● **Action item**:
What lines in the entries below contain the word "white"? Copy all of them.

:: Supplied records ::

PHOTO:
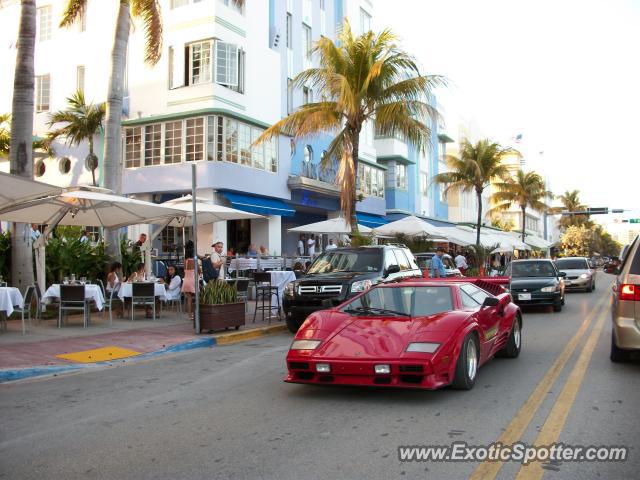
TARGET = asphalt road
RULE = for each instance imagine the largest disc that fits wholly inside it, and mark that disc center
(225, 413)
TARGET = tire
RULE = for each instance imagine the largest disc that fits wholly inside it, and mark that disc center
(617, 354)
(466, 367)
(514, 344)
(294, 323)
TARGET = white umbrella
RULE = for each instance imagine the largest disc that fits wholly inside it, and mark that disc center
(410, 226)
(14, 189)
(331, 226)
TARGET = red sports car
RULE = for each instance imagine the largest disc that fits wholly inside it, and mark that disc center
(418, 333)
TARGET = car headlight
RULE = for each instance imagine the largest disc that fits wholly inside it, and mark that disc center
(305, 344)
(423, 347)
(289, 289)
(361, 286)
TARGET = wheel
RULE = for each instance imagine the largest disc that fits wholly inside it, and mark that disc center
(512, 348)
(467, 364)
(294, 323)
(617, 354)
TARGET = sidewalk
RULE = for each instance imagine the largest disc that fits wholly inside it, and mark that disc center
(46, 349)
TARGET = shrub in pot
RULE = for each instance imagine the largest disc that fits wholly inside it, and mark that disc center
(220, 307)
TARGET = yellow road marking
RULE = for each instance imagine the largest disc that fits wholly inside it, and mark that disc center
(488, 470)
(99, 354)
(554, 424)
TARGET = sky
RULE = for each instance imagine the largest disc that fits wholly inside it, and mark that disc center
(564, 74)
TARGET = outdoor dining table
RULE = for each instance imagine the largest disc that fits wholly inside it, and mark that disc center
(126, 290)
(10, 297)
(91, 292)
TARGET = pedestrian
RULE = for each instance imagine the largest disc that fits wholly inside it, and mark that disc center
(461, 262)
(437, 267)
(311, 244)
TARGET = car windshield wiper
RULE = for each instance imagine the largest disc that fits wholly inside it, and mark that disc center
(375, 310)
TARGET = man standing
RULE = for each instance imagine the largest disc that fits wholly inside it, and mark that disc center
(437, 267)
(461, 262)
(217, 260)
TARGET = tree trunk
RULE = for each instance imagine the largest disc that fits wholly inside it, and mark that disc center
(354, 158)
(21, 149)
(113, 135)
(479, 224)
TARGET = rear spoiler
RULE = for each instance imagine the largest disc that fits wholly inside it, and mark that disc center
(493, 285)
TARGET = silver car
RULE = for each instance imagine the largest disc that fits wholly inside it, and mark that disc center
(580, 275)
(625, 309)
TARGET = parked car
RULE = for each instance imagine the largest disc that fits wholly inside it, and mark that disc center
(416, 333)
(536, 282)
(579, 274)
(625, 311)
(424, 262)
(340, 274)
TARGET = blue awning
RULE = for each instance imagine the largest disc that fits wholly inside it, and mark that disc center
(259, 205)
(371, 221)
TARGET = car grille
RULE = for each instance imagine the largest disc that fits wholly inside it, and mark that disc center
(312, 289)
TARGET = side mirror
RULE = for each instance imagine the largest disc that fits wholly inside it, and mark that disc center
(392, 269)
(491, 302)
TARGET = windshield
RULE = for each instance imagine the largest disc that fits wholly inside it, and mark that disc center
(412, 301)
(532, 269)
(571, 264)
(346, 261)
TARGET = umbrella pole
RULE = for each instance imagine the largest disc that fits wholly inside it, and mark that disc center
(196, 310)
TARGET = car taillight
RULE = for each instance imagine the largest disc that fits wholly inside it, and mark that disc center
(627, 291)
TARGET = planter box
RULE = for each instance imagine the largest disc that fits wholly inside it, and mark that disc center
(219, 317)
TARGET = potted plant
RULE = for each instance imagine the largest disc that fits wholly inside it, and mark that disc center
(220, 307)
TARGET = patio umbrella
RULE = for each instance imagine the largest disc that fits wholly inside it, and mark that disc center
(410, 226)
(331, 226)
(80, 207)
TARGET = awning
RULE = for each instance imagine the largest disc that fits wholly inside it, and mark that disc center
(370, 220)
(259, 205)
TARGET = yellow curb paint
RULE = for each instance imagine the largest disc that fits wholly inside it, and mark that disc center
(554, 424)
(237, 337)
(99, 354)
(488, 470)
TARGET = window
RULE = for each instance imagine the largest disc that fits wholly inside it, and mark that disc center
(80, 78)
(44, 23)
(365, 21)
(194, 139)
(199, 63)
(306, 42)
(289, 32)
(401, 176)
(43, 87)
(133, 146)
(227, 64)
(173, 142)
(153, 144)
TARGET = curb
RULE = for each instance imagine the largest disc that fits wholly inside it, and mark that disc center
(10, 375)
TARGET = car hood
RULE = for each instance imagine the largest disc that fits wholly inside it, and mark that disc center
(532, 282)
(375, 337)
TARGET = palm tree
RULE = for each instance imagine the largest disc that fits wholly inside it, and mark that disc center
(148, 11)
(20, 149)
(82, 121)
(526, 190)
(360, 79)
(473, 170)
(571, 202)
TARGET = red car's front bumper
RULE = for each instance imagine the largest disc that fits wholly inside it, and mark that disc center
(404, 374)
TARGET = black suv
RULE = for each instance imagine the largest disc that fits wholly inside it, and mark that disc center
(340, 274)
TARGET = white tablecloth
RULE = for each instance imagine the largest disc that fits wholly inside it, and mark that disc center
(91, 292)
(126, 290)
(10, 297)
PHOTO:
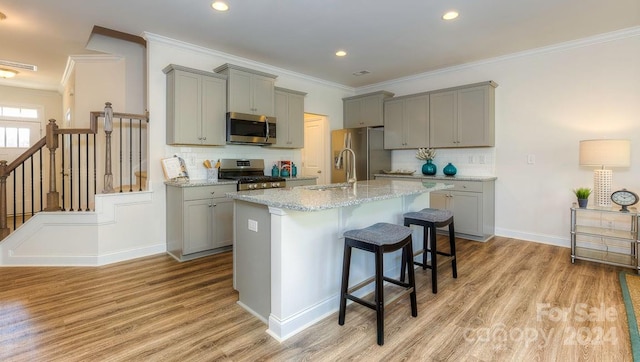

:::

● **Task output**:
TARGET = white umbrella
TARGET = white tablecloth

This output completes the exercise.